Recast the data below, from the line containing "of the wooden" through the line containing "(486, 1114)", as a two-column CSV headed input and output. Give one row for each text and its answer, with each as a single quoted field and line breaks turned into spaces.

------ RECORD EXTRACTS ------

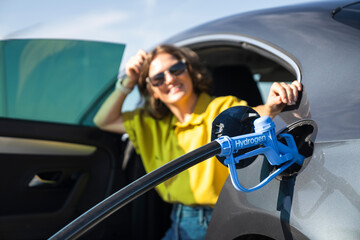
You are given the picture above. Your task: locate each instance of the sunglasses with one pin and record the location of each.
(175, 70)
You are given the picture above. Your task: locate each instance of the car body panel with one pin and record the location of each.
(315, 43)
(320, 45)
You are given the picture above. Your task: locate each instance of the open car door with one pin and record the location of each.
(54, 163)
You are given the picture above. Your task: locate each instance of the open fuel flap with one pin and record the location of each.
(243, 135)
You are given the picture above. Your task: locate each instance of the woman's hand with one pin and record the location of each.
(133, 68)
(281, 94)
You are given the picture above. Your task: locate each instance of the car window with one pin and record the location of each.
(348, 15)
(55, 80)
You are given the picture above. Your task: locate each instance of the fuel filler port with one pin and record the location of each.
(304, 133)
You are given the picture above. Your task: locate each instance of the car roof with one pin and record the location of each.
(325, 49)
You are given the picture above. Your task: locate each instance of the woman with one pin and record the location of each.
(175, 119)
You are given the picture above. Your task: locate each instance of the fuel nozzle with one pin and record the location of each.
(260, 138)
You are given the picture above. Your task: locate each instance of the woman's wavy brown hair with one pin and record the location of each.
(199, 75)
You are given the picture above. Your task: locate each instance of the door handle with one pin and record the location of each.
(46, 179)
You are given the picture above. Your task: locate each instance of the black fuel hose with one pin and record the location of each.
(125, 195)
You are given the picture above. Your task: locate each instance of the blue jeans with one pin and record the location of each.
(188, 222)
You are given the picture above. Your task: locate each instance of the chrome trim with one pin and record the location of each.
(12, 145)
(238, 38)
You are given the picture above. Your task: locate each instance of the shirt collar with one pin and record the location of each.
(197, 117)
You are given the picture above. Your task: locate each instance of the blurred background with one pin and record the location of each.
(137, 23)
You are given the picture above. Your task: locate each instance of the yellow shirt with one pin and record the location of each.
(160, 141)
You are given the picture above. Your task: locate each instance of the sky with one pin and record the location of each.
(137, 23)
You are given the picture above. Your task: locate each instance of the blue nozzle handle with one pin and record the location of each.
(277, 153)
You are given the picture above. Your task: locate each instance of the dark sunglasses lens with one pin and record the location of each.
(177, 68)
(158, 79)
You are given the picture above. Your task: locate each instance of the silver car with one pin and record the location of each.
(56, 165)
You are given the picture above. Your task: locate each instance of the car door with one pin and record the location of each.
(54, 164)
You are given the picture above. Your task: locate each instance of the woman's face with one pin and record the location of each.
(176, 89)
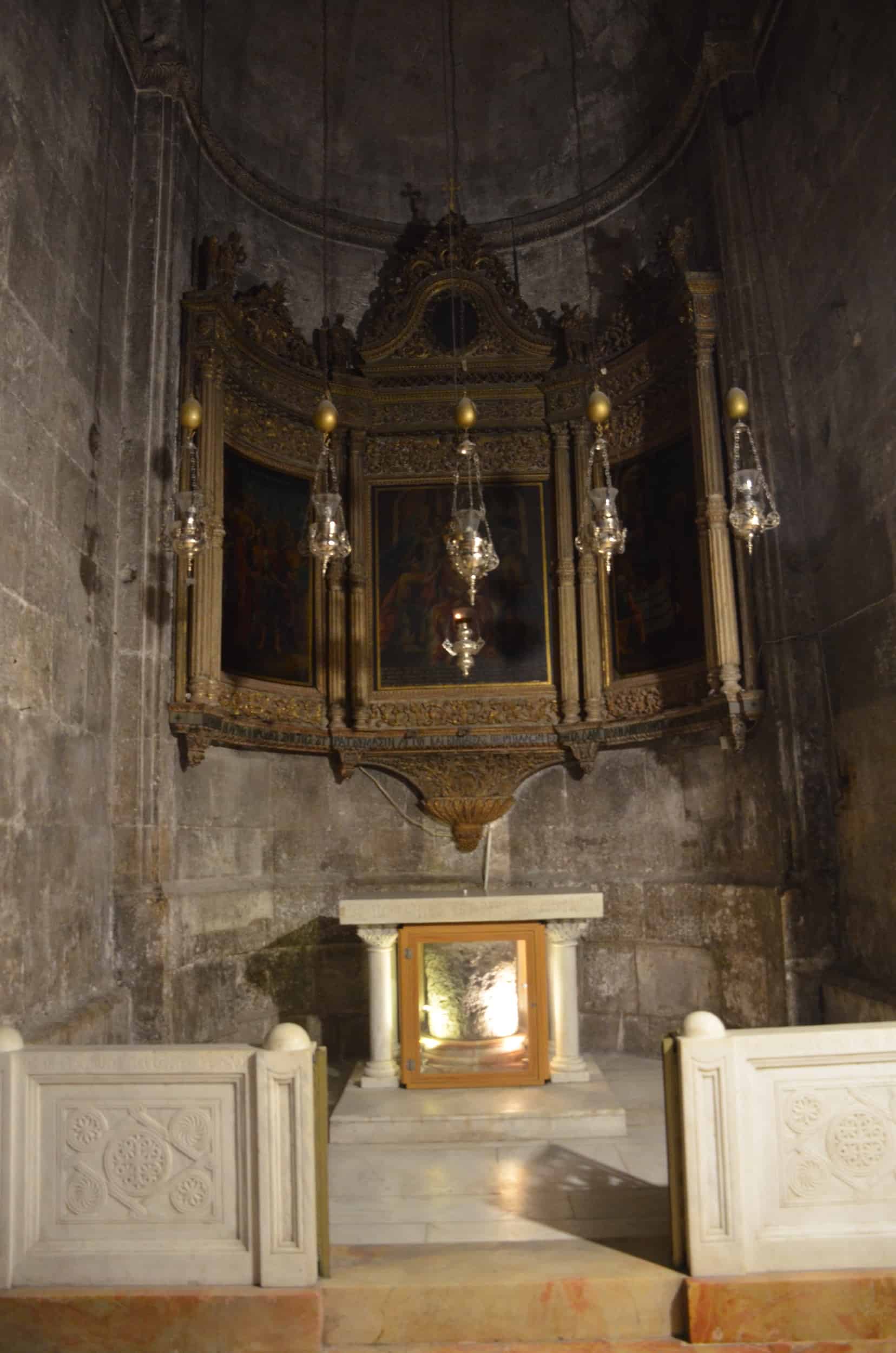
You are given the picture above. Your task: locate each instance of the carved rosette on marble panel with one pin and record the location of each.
(837, 1142)
(134, 1164)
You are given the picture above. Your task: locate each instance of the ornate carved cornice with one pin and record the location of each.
(436, 456)
(722, 55)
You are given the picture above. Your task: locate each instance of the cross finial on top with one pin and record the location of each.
(413, 199)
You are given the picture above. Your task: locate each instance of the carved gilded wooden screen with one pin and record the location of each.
(270, 654)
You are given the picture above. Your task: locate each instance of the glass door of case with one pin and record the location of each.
(473, 1004)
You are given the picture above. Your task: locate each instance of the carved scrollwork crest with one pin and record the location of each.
(451, 245)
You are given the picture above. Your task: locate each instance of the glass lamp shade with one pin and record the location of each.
(607, 532)
(470, 548)
(328, 537)
(465, 642)
(188, 532)
(750, 510)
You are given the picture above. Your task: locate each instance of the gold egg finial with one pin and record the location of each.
(737, 404)
(325, 416)
(465, 412)
(191, 413)
(598, 406)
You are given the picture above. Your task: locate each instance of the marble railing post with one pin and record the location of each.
(566, 1062)
(381, 1070)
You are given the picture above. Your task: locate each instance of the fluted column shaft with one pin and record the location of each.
(381, 1070)
(724, 612)
(566, 1061)
(360, 654)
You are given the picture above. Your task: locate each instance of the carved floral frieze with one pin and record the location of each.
(436, 458)
(465, 713)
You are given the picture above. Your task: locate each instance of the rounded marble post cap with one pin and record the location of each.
(703, 1024)
(287, 1038)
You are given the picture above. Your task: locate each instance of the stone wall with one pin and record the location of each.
(67, 118)
(256, 850)
(718, 869)
(819, 156)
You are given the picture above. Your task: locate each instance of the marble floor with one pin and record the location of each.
(587, 1188)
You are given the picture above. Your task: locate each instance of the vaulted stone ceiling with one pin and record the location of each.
(636, 63)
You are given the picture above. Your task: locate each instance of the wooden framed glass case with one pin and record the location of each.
(473, 1004)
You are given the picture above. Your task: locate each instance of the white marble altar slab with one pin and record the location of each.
(476, 907)
(486, 1114)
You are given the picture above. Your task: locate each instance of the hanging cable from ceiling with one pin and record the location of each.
(600, 527)
(467, 535)
(327, 534)
(188, 532)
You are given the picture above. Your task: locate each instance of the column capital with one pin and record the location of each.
(378, 937)
(566, 932)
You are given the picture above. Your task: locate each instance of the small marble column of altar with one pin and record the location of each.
(381, 1070)
(566, 1061)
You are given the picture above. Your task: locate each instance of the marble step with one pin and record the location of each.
(490, 1114)
(531, 1292)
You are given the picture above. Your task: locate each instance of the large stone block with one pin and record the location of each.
(675, 912)
(675, 978)
(608, 978)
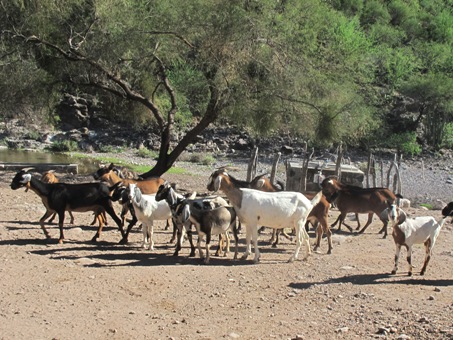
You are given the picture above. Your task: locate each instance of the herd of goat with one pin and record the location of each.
(254, 204)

------

RESPONSE BELOW:
input,output
"You are given the picture above. Your task: locate each instance of the wooden framed glass case with one pin and record the location of each.","(473, 1004)"
"You are given the picture above. Your task: locate each instance of the white marble altar slab with one pin and record the location of each.","(476, 907) (486, 1114)"